ABOUT THIS TASK: Retype all the data word for word.
+ + +
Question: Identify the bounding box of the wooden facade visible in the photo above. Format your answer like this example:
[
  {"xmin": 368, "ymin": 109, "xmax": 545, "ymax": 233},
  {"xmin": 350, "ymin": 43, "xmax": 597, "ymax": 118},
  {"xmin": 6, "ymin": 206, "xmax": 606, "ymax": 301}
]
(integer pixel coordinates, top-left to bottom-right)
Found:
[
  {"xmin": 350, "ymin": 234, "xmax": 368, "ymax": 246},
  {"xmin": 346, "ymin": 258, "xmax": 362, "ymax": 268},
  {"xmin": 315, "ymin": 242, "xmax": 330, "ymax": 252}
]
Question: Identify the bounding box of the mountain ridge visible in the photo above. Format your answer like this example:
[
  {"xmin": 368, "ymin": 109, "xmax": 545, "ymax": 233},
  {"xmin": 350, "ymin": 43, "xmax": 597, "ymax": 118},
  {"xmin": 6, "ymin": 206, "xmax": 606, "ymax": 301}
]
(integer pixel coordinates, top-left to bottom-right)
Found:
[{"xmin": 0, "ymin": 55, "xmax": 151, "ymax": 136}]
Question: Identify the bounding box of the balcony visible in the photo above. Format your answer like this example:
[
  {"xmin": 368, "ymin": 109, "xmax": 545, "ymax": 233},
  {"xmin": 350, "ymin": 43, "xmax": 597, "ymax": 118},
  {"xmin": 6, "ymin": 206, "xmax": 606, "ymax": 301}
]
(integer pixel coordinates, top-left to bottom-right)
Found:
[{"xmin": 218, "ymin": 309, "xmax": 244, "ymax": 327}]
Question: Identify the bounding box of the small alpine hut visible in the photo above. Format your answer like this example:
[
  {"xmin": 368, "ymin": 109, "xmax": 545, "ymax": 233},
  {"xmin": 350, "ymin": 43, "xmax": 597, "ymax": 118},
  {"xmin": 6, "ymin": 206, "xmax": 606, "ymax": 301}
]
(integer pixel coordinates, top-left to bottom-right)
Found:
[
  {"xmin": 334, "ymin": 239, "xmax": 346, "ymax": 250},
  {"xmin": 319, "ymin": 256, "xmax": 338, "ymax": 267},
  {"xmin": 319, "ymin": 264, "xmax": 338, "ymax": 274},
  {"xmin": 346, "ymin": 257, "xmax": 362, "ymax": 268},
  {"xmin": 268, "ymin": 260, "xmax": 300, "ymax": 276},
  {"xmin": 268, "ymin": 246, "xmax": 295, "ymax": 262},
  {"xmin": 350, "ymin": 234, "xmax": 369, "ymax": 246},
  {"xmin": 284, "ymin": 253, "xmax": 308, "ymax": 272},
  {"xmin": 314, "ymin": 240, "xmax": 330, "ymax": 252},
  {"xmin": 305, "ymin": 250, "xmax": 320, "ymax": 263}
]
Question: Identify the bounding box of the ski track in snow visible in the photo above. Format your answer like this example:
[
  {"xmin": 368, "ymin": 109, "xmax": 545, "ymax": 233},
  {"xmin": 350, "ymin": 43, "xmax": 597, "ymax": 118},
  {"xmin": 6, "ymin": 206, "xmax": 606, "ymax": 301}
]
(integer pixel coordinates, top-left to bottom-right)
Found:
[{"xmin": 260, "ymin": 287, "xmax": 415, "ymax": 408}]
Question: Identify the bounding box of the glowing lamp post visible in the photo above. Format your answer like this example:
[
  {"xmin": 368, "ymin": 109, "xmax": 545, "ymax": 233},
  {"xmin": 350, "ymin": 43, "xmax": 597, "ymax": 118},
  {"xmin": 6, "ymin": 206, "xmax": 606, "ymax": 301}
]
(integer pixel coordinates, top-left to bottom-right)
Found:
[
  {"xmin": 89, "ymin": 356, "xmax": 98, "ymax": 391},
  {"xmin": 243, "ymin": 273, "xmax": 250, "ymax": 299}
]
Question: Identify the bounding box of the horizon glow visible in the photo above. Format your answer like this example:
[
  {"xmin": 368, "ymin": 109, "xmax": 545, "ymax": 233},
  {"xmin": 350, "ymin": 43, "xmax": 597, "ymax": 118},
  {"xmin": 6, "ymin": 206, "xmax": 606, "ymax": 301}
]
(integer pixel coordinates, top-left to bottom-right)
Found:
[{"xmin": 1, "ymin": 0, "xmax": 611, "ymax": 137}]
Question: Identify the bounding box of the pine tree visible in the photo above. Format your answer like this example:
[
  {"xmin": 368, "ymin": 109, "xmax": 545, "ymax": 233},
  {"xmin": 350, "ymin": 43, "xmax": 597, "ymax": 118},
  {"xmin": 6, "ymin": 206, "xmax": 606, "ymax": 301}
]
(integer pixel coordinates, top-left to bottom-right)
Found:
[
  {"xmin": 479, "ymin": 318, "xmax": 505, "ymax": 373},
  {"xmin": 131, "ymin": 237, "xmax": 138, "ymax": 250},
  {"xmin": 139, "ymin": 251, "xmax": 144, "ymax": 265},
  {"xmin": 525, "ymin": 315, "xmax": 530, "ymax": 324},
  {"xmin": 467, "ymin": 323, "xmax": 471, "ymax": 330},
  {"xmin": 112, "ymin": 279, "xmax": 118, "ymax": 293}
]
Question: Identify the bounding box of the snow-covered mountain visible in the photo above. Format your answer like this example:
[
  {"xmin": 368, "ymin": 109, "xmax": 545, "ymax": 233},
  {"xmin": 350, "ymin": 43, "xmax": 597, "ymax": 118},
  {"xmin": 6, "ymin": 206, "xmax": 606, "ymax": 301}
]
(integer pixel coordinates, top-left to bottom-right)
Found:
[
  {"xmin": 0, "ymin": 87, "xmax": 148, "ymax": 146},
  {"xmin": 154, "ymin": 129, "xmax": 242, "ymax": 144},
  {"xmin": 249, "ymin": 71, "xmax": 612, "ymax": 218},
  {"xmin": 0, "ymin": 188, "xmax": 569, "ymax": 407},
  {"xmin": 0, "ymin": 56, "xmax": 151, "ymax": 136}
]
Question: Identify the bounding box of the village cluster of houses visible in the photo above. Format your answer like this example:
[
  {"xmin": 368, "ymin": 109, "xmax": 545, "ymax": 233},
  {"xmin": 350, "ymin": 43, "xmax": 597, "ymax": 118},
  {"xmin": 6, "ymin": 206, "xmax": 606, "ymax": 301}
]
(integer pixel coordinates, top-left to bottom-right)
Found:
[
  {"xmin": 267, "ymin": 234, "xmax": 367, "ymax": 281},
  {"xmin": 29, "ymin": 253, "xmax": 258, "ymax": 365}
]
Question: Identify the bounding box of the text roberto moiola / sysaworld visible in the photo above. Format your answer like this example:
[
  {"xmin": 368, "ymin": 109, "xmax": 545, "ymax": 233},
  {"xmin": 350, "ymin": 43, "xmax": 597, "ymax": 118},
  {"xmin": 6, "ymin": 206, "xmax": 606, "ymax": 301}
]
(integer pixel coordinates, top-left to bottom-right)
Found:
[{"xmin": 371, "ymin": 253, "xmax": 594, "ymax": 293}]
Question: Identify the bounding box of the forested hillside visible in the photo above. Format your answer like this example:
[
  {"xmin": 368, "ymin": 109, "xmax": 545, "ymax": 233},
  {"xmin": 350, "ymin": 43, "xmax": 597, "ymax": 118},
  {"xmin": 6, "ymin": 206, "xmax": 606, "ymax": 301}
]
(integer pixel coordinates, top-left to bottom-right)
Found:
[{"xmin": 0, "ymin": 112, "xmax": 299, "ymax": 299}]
+ + +
EXERCISE RESPONSE:
Question: Identify the bounding box of the wooden facade visible in the photo above. Format your answer like this example:
[
  {"xmin": 368, "ymin": 109, "xmax": 545, "ymax": 233},
  {"xmin": 350, "ymin": 43, "xmax": 597, "ymax": 118},
  {"xmin": 6, "ymin": 206, "xmax": 606, "ymax": 301}
]
(integer pixel coordinates, top-left to bottom-right)
Found:
[
  {"xmin": 350, "ymin": 234, "xmax": 368, "ymax": 246},
  {"xmin": 346, "ymin": 258, "xmax": 362, "ymax": 268},
  {"xmin": 315, "ymin": 242, "xmax": 330, "ymax": 252}
]
Question: Identify the bounding box of the mountain ridge visible in the photo above. Format your answer like this example:
[
  {"xmin": 368, "ymin": 109, "xmax": 545, "ymax": 233},
  {"xmin": 350, "ymin": 43, "xmax": 597, "ymax": 118},
  {"xmin": 6, "ymin": 206, "xmax": 606, "ymax": 301}
]
(integer pixel coordinates, top-left to bottom-right)
Found:
[{"xmin": 0, "ymin": 55, "xmax": 151, "ymax": 136}]
Question: Identify the bounding box of the balcony visible in the photo above. Format your answer like this example:
[
  {"xmin": 368, "ymin": 109, "xmax": 545, "ymax": 233},
  {"xmin": 350, "ymin": 43, "xmax": 597, "ymax": 118},
  {"xmin": 6, "ymin": 206, "xmax": 606, "ymax": 301}
]
(integer pixel coordinates, top-left to bottom-right)
Found:
[{"xmin": 218, "ymin": 309, "xmax": 244, "ymax": 327}]
Question: Identify the bounding box of the small alpine hut visible in the photo above. Format your answer like this example:
[
  {"xmin": 368, "ymin": 109, "xmax": 545, "ymax": 233},
  {"xmin": 350, "ymin": 43, "xmax": 597, "ymax": 118},
  {"xmin": 6, "ymin": 206, "xmax": 606, "ymax": 301}
]
(integer pixel coordinates, top-left to bottom-right)
Found:
[
  {"xmin": 334, "ymin": 239, "xmax": 346, "ymax": 250},
  {"xmin": 319, "ymin": 256, "xmax": 338, "ymax": 267},
  {"xmin": 319, "ymin": 264, "xmax": 338, "ymax": 274},
  {"xmin": 346, "ymin": 257, "xmax": 362, "ymax": 268},
  {"xmin": 268, "ymin": 260, "xmax": 300, "ymax": 276},
  {"xmin": 268, "ymin": 246, "xmax": 295, "ymax": 262},
  {"xmin": 350, "ymin": 234, "xmax": 369, "ymax": 246},
  {"xmin": 284, "ymin": 253, "xmax": 308, "ymax": 272},
  {"xmin": 314, "ymin": 240, "xmax": 330, "ymax": 252},
  {"xmin": 305, "ymin": 250, "xmax": 320, "ymax": 263}
]
Question: Identify the bounding box of the ski track in snow visible in the photo above. Format your answer like this example:
[
  {"xmin": 368, "ymin": 109, "xmax": 545, "ymax": 233},
  {"xmin": 350, "ymin": 43, "xmax": 597, "ymax": 118},
  {"xmin": 6, "ymin": 206, "xmax": 606, "ymax": 301}
]
(integer pixel coordinates, top-left to bottom-right)
Found:
[{"xmin": 260, "ymin": 287, "xmax": 415, "ymax": 408}]
Question: Identify the bounding box of the glowing lamp post visible in the photo above. Format your answer like this example:
[
  {"xmin": 368, "ymin": 109, "xmax": 545, "ymax": 233},
  {"xmin": 350, "ymin": 43, "xmax": 597, "ymax": 118},
  {"xmin": 6, "ymin": 206, "xmax": 606, "ymax": 301}
]
(integer pixel coordinates, top-left to bottom-right)
Found:
[
  {"xmin": 89, "ymin": 356, "xmax": 98, "ymax": 391},
  {"xmin": 243, "ymin": 273, "xmax": 250, "ymax": 299}
]
Question: Identify the bounding box of the horizon glow visible in the photo above. Format your answer like this example:
[
  {"xmin": 368, "ymin": 109, "xmax": 545, "ymax": 233},
  {"xmin": 350, "ymin": 43, "xmax": 597, "ymax": 118},
  {"xmin": 6, "ymin": 206, "xmax": 606, "ymax": 301}
]
(integer pixel coordinates, top-left to bottom-right)
Found:
[{"xmin": 1, "ymin": 0, "xmax": 611, "ymax": 137}]
Question: Identify the bounding box of the pine tree visible in the photo above. Format your answer like this example:
[
  {"xmin": 368, "ymin": 109, "xmax": 545, "ymax": 233},
  {"xmin": 350, "ymin": 43, "xmax": 597, "ymax": 118},
  {"xmin": 6, "ymin": 206, "xmax": 606, "ymax": 301}
]
(integer pixel coordinates, top-left to bottom-right)
Found:
[
  {"xmin": 479, "ymin": 318, "xmax": 505, "ymax": 373},
  {"xmin": 131, "ymin": 237, "xmax": 138, "ymax": 250},
  {"xmin": 139, "ymin": 251, "xmax": 144, "ymax": 265},
  {"xmin": 525, "ymin": 315, "xmax": 530, "ymax": 324},
  {"xmin": 467, "ymin": 323, "xmax": 471, "ymax": 330},
  {"xmin": 112, "ymin": 279, "xmax": 118, "ymax": 293}
]
Question: Identify the bounding box of the snow-covered mountain visible in the photo above. Format your answer like this example:
[
  {"xmin": 368, "ymin": 109, "xmax": 545, "ymax": 233},
  {"xmin": 350, "ymin": 43, "xmax": 597, "ymax": 118},
  {"xmin": 6, "ymin": 206, "xmax": 606, "ymax": 301}
]
(integer pixel coordinates, top-left to bottom-right)
Found:
[
  {"xmin": 0, "ymin": 87, "xmax": 148, "ymax": 146},
  {"xmin": 154, "ymin": 129, "xmax": 242, "ymax": 144},
  {"xmin": 249, "ymin": 71, "xmax": 612, "ymax": 218},
  {"xmin": 0, "ymin": 188, "xmax": 569, "ymax": 407},
  {"xmin": 0, "ymin": 56, "xmax": 151, "ymax": 136}
]
Question: Identify the bounding box of the village cluster of houses visible in the photo above. Format your answer like this example:
[
  {"xmin": 368, "ymin": 109, "xmax": 545, "ymax": 233},
  {"xmin": 350, "ymin": 43, "xmax": 597, "ymax": 118},
  {"xmin": 6, "ymin": 206, "xmax": 606, "ymax": 301}
]
(integer pixel coordinates, top-left to bottom-right)
Found:
[
  {"xmin": 267, "ymin": 234, "xmax": 367, "ymax": 281},
  {"xmin": 29, "ymin": 253, "xmax": 258, "ymax": 365}
]
Question: Identify the bounding box of the text roberto moiola / sysaworld visible in the photo above. Format your answer like this example:
[
  {"xmin": 368, "ymin": 109, "xmax": 545, "ymax": 233},
  {"xmin": 350, "ymin": 43, "xmax": 597, "ymax": 118},
  {"xmin": 6, "ymin": 206, "xmax": 606, "ymax": 301}
]
(integer pixel coordinates, top-left to bottom-right)
Found:
[{"xmin": 371, "ymin": 253, "xmax": 594, "ymax": 293}]
Question: Identify the bounding box of the forested hillside visible in the photo above. Format your answer like this example:
[
  {"xmin": 368, "ymin": 109, "xmax": 545, "ymax": 233},
  {"xmin": 350, "ymin": 43, "xmax": 597, "ymax": 118},
  {"xmin": 6, "ymin": 206, "xmax": 606, "ymax": 301}
]
(integer pixel coordinates, top-left to bottom-right)
Found:
[{"xmin": 0, "ymin": 112, "xmax": 299, "ymax": 299}]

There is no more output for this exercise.